━━━ PROVIDED ENTRIES ━━━
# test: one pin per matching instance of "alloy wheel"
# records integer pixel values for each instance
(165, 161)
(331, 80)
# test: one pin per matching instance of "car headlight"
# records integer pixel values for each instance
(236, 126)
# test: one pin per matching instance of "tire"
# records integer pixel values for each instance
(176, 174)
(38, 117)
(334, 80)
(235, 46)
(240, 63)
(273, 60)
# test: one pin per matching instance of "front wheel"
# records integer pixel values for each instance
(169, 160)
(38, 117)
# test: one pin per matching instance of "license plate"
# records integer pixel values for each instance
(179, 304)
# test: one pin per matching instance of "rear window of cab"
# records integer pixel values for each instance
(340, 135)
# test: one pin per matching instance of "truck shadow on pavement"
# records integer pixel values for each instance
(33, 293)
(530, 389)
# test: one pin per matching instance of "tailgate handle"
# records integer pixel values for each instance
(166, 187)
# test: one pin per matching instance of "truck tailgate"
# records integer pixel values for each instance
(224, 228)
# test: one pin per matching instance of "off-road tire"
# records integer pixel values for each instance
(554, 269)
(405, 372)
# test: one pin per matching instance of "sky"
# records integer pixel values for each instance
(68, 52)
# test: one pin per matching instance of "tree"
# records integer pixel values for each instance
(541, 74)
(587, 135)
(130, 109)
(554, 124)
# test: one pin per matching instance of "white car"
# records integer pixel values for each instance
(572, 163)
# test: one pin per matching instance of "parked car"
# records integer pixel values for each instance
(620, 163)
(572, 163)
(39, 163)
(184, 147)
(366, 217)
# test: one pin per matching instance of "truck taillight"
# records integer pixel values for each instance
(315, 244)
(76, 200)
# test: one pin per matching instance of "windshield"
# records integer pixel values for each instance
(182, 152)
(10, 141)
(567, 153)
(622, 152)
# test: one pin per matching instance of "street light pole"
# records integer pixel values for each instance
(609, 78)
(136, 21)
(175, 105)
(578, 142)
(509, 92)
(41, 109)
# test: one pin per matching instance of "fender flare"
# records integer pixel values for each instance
━━━
*DESCRIPTION OF THE TASK*. Restate the records above word for word, omitting nothing.

*ANSWER SECTION*.
# test: one pin per matching instance of "alloy wheel"
# records integer pixel values for each instance
(165, 161)
(331, 80)
# test: one pin per matching instance of "car headlight"
# records integer pixel values for each instance
(236, 126)
# test: one pin per matching instance of "tire"
# records integer pixel values for each instance
(176, 174)
(38, 117)
(334, 80)
(235, 46)
(240, 63)
(273, 60)
# test: one pin per matching instance of "front wheel"
# records integer pixel values for each instance
(169, 160)
(38, 117)
# test: one pin per matching instance of "license plate"
# records integer pixel values for each instance
(179, 304)
# test: one pin per matching instance of "rear window of cab"
# records integer pixel values for each instance
(340, 135)
# test: one pin per matching instance of "truck shadow on pavement"
# records integer pixel values for each instance
(33, 293)
(530, 389)
# test: one pin per matching instance of "tailgate handle"
# records integer pixel values for each instance
(166, 187)
# test: one pin per matching instance of "truck tailgate"
# records integer pixel values for each instance
(224, 228)
# test: one pin per matching instance of "off-road tire"
# records integer pixel values for each instance
(554, 269)
(405, 372)
# test: one pin per matching instance of "sky"
# records integer pixel values for each instance
(68, 52)
# test: one pin per matching instance of "tree"
# records integer pixel values for each instance
(541, 74)
(587, 135)
(130, 109)
(554, 124)
# test: one pin per matching instance of "white car"
# records integer pixel values for each instance
(572, 163)
# test: one pin per matching instance of "parked car"
# records integer pixel values for each instance
(620, 163)
(572, 163)
(39, 163)
(184, 147)
(366, 217)
# test: one pin per matching instance of "truck taillight"
# records integer pixel values for each instance
(315, 244)
(76, 200)
# test: one pin per matching instance of "windshield"
# records integer pixel values for each instance
(182, 152)
(10, 141)
(567, 153)
(622, 152)
# test: one pin per matching instance of "street light pole"
# records integer pixel values for each instance
(609, 78)
(136, 21)
(175, 105)
(578, 142)
(509, 92)
(41, 109)
# test: one pin per matching instance of "fender flare"
# records integer pixel values for each instance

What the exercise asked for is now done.